# Wednesday, March 10

:::{.warnings}
Missing some stuff from the first few minutes here!
:::

:::{.remark}
Can we always get a Hermitian metric?
Let $X \in \Mfd_{C^{\infty }(\RR)}$ and \( \bundle{E} \to X \in \VectBundle_{\CC} \) a smooth complex vector bundle.
Then any section $h\in \bundle{E}\dual \tensor \conj{\bundle{E}}\dual(X)$, we have
\[
h: \bundle{E} \tensor \conj{\bundle{E}} \to \OO \\
h( e\tensor f) 
.\]
for \( e, f \in \bundle{E}_p \) is a Hermitian form for all $p$.
In local trivializations, $\ro{\bundle{E}}{U} \cong \OO_U^{\oplus r}$, and one can take the standard Hermitian form here.
Then for $(f_1, \cdots, f_r) \in \OO^{\oplus r}(U)$, we have \( \sum f_i \bar f_i\in \OO(U) \).
This can be extended to all of $X$ using a partition of unity subordinate to the coordinate charts.

The thing to check here is that on $\CC^r$, for any collection $h_1, \cdots, h_n$, any positive linear combination \( \sum a_i h_i \) is again a Hermitian metric for any \( a_i \in \RR^+ \).
One can regard these as skew-symmetric matrices, which are closed under addition, and the positive-definite property ensures it's still a metric since $h(v, v) = \sum a_i h_i(v, v) > 0$ for $v\neq 0$.
:::

:::{.remark}
Recall that we start with a Riemannian manifold $(X, g)$ where $g: TX^{\otimes 2} \to \OO$ is a metric on the tangent bundle.
Locally choose $f_1,\cdots, f_n$ an orthogonal frame of $TX$, then setting $e_i \da f_i\dual$ yields an orthogonal frame of $T\dual X$ and thus an orthogonal frame $e_{i_1} \wedge \cdots e_{i_p}$ of $\Wedge^p T\dual X \da \Omega^p X$.
So we get a metric on the smooth $p\dash$forms \( \Omega^p X \).
We defined the Hodge star operator
\[
\hodgestar: \Omega^p &\to \Omega^{n-p} \\
e_{i_1} \wedge \cdots e_{i_p} &\mapsto \pm e_{j_1} \wedge \cdots \wedge e_{j_{n-p}}
.\]
where \( \ts{ i_1, \cdots, i_p, j_1, \cdots, j_{n-p} } = \ts{ e_1, \cdots, e_n } \).

- - - - - - -

WORK INSTRUCTIONS
Write out, word for word, the portion of the Hermitian metrics and Hodge star notes above that runs between "Then any section" and "Hermitian form here.", inclusive.

AVAILABLE DATA

- - - - - - -

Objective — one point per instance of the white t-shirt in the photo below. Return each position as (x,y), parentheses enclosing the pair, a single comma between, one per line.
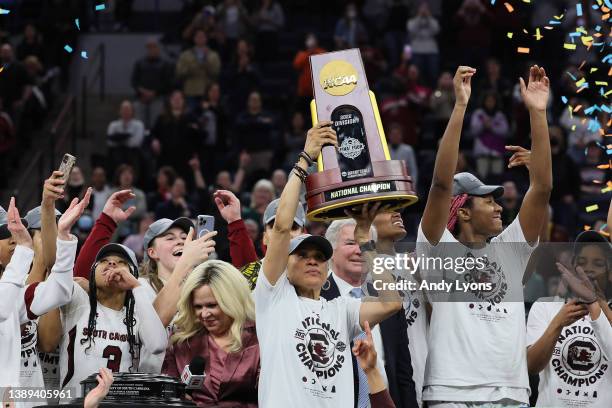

- - - - - - -

ANSWER TO THIS EXERCISE
Then any section $h\in \bundle{E}\dual \tensor \conj{\bundle{E}}\dual(X)$, we have
\[
h: \bundle{E} \tensor \conj{\bundle{E}} \to \OO \\
h( e\tensor f) 
.\]
for \( e, f \in \bundle{E}_p \) is a Hermitian form for all $p$.
In local trivializations, $\ro{\bundle{E}}{U} \cong \OO_U^{\oplus r}$, and one can take the standard Hermitian form here.